Dataset content START
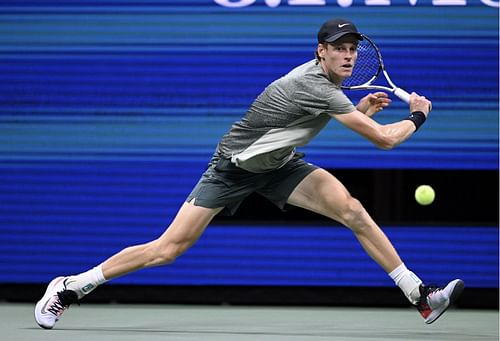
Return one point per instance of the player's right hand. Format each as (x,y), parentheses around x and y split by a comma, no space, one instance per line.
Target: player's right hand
(420,103)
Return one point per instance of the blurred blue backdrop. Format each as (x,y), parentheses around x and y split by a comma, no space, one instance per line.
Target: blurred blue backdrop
(110,111)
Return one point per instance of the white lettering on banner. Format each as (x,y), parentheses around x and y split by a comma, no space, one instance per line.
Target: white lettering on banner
(345,3)
(449,2)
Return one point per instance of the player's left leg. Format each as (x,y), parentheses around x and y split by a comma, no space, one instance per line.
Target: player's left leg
(322,193)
Dataset content END
» **Exercise brief**
An unchanged copy of the data, images excluded, is all that should be given.

» **Solution for this exercise**
Return one point per instance of the player's right hand. Format each as (x,y), parentheses around x and y split by a comma, no space, one instance per line.
Target: player's right hand
(420,103)
Return one point per instance of the blurred blue backdrop. Format each as (x,y), parentheses around x and y split by a comma, no space, one instance per line.
Target: blurred blue backdrop
(110,111)
Return one point per instance of the white lettering on banner. Format each as (x,y), parentheses around x and y split by a comma, no space, one instance per line.
Target: white lettering on banner
(345,3)
(449,2)
Return one point per instance of the player's left leg. Format each as (x,y), parentheses around x and y split by a comma, no space, one instance per line.
Target: player's left leg
(322,193)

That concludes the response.